In a large bowl measure out the flour and add the salt. Stir well.

Back to the yeast/water. It should be becoming foamy and cloudy. If it is, then add your measured oil. Stir a little bit - very gentle... those yeasties are ALIVE!

Dump the oil/water/sugar/yeast mixture over the flour/salt mixed together in the large bowl.

Using your spoon (I use a wooden one), mix this all together. I actually have to use my hands and mix this in - kneading about 5 times to incorporate all the ingredients all together.

Spray with a little cooking spray or lightly oil/grease some plastic wrap and cover the bowl (I just spray my dough ball with cooking spray and cover with a walmart bag.)

Let this sit to rise in a location that isn't too drafy. I put mine in the microwave (off) and shut the door.

After this has risen, place this dough on a floured surface, Divide in half (2 loaves) and using a floured rolling pin, roll each half until its about 1/2 inch thick. If you are making french bread, just roll up each half and place the loaves on separate sprayed/greased cookie sheets to rise (45 minutes). Slice 3 shallow vertical cuts across the loaves to allow the bread to expand when it bakes (you do not do this step when making the pizza bread), and then bake (PREHEATED 400 degree oven for 30 minutes).

Turning this dough into PIZZA BREAD:

If making PIZZA BREAD, spread with some pizza sauce, sprinkle some parmesan cheese, toppings of your choice on the rolled out halves, along with grated mozerella, to within about one inch of the sides.

Roll up and seal the dough as best as you can. When I baked mine, some still leaked out, but that's okay... it tastes great and you are going for that "rustic look" anyway right?

Place on a greased/sprayed cookie sheet. I spray my loaves with cooking spray and sprinkle additional parmesan cheese.

Let rise for about 30-45 minutes in a non-drafty place,and start preheating your oven to 400 degrees.

Place in oven and bake 30 minutes. Let this baked loaf rest about 10 minutes before slicing.

This is completely AWESOME leftover. I go ahead and slice mine in thick slices and place any leftover slices in a baggy for lunches/breakfast/snacking the next day.


Variation. I think you could slice this like for cinnamon rolls, place in a greased pan and bake like you would cinnamon rolls but these would be pizza rolls.

Saturday, February 5, 2011

PERFECT PANCAKES

I am always on the lookout for perfect pancakes. I love pancakes, but I don't like sweet ones. I don't like dense heavy ones. I don't like to taste too much egg. I can't really describe the perfect pancake until I find it. Well... I hit the mother load and found it. I used to teach a bread baking class on Sunday mornings to our high school Sunday school class. They loved making these pancakes! Some of them had no idea you could even make homemade pancakes without a box mix, so they were thrilled to have this recipe. These are THE PERFECT PANCAKE... at least to me. We make up a bunch and store in either the fridge or the freezer for quick busy weekday mornings.

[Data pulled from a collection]
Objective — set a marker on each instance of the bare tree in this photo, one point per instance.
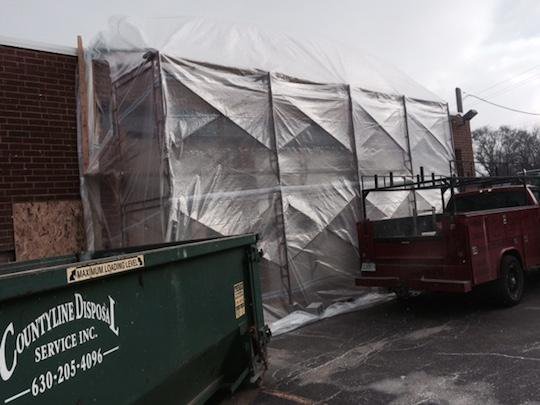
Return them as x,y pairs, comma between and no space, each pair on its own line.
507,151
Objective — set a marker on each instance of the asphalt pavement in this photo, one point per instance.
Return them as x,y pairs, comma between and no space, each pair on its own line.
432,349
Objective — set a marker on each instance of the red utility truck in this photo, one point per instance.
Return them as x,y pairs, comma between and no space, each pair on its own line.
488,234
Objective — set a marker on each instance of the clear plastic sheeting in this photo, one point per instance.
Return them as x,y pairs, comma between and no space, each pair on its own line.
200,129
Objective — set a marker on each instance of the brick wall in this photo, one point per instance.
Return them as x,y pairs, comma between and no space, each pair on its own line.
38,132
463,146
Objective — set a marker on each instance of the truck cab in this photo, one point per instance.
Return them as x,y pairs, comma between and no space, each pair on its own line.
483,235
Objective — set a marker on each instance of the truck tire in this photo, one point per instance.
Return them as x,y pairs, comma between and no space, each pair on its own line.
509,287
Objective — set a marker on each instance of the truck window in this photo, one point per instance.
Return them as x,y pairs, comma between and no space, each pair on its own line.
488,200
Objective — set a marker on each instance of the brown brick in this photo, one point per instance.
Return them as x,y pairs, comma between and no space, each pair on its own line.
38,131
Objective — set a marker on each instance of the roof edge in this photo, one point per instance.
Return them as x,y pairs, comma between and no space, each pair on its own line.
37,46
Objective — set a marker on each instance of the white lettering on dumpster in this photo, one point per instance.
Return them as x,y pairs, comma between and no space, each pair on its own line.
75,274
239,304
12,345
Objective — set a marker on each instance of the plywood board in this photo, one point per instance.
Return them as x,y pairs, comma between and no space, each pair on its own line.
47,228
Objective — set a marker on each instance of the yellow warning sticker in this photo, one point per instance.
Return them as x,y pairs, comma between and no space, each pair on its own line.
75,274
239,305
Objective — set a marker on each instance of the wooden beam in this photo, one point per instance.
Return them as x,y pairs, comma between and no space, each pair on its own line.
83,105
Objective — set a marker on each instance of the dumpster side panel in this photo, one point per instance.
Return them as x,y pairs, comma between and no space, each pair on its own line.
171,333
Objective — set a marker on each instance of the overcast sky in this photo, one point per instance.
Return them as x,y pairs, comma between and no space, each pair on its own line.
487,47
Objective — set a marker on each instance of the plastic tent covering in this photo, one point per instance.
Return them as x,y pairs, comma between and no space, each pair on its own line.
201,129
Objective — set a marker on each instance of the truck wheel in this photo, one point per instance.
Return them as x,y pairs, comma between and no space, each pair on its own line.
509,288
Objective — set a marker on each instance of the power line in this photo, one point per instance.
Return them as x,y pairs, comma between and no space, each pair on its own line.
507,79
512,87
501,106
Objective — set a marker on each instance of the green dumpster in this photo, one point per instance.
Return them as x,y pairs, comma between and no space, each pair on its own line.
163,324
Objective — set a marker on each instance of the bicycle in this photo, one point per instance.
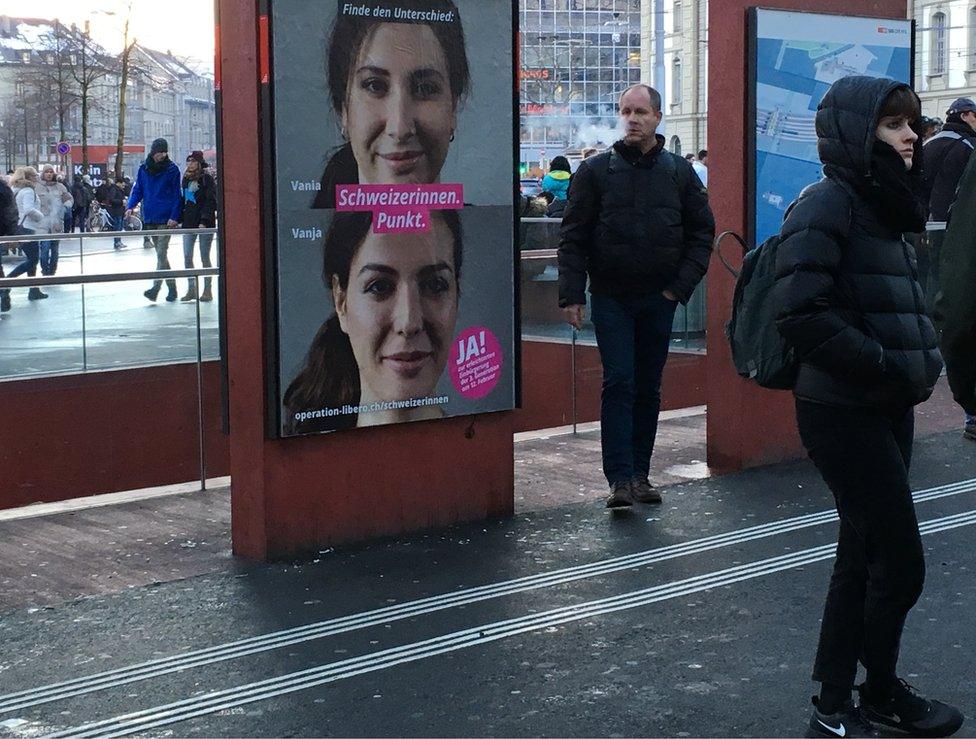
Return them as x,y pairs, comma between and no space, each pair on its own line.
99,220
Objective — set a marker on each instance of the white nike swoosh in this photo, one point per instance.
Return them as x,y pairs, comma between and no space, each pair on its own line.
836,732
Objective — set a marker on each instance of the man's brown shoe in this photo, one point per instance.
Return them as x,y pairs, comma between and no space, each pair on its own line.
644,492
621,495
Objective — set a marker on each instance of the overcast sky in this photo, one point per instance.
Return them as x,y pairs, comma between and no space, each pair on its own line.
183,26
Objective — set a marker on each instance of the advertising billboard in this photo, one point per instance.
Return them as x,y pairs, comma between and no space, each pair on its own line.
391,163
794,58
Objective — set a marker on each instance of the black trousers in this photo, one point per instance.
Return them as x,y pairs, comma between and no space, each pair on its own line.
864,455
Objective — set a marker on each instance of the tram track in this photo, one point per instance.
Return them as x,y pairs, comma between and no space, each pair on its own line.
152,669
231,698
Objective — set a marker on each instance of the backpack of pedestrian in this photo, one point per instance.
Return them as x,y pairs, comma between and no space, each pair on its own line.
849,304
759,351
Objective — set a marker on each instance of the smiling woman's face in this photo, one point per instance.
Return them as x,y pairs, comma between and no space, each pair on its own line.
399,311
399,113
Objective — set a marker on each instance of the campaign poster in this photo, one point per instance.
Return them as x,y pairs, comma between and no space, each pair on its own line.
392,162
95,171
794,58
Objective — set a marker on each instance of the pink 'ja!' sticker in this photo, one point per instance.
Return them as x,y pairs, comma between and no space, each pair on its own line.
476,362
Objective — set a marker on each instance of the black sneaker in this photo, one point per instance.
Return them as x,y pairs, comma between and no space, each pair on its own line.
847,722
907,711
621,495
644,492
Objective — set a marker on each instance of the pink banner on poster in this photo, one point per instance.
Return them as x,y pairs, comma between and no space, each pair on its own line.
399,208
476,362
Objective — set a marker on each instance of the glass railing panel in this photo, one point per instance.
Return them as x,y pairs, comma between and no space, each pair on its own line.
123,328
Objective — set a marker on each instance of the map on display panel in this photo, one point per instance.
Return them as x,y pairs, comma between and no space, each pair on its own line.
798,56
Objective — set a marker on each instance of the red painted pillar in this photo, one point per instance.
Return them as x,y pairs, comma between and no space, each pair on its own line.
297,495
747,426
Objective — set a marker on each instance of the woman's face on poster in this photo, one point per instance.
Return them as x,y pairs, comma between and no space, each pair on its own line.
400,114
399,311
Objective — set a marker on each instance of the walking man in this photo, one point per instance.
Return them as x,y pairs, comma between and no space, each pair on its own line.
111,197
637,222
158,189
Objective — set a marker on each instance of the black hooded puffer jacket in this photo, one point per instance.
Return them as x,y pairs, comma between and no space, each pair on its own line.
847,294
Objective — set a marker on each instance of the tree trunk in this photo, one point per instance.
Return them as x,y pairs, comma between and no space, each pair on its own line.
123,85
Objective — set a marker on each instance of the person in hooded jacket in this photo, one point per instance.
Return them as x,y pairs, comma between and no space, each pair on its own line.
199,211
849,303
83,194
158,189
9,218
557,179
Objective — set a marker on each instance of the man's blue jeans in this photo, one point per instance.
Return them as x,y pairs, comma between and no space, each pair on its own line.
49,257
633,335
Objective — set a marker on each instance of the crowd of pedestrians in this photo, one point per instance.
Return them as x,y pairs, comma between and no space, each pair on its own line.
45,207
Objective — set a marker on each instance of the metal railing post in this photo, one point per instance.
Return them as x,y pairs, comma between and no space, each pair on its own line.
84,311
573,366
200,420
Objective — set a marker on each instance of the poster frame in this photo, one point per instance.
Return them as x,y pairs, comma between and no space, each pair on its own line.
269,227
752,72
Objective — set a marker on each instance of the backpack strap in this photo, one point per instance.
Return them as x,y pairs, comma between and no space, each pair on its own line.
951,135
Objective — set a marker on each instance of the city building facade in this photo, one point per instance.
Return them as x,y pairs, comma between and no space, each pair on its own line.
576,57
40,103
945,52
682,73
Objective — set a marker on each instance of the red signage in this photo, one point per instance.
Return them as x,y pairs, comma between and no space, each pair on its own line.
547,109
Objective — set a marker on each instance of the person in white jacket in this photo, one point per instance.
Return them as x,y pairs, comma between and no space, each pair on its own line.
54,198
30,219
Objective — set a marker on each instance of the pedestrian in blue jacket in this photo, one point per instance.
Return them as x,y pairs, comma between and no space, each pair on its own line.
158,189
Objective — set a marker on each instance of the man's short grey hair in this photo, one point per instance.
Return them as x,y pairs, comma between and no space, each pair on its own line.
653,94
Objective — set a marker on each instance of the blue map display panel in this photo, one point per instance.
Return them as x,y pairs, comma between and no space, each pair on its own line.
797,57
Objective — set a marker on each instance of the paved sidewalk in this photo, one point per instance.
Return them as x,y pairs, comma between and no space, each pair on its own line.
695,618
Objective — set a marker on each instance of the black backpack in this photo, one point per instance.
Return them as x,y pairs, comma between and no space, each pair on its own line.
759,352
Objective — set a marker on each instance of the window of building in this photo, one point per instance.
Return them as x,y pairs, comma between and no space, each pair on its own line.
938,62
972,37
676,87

# [What you will do]
A. In the recipe, how long should the baked pizza bread rest before it is sliced?
B. Pull out every row that contains the string "hooded".

# [Solutions to the tasks]
A. About 10 minutes.

B.
Objective — set a marker on each instance of the black hooded puffer jacket in this photo, one point per instance.
Objective — set a marker on each instance of the person in hooded jacket in this photo, one point per instance.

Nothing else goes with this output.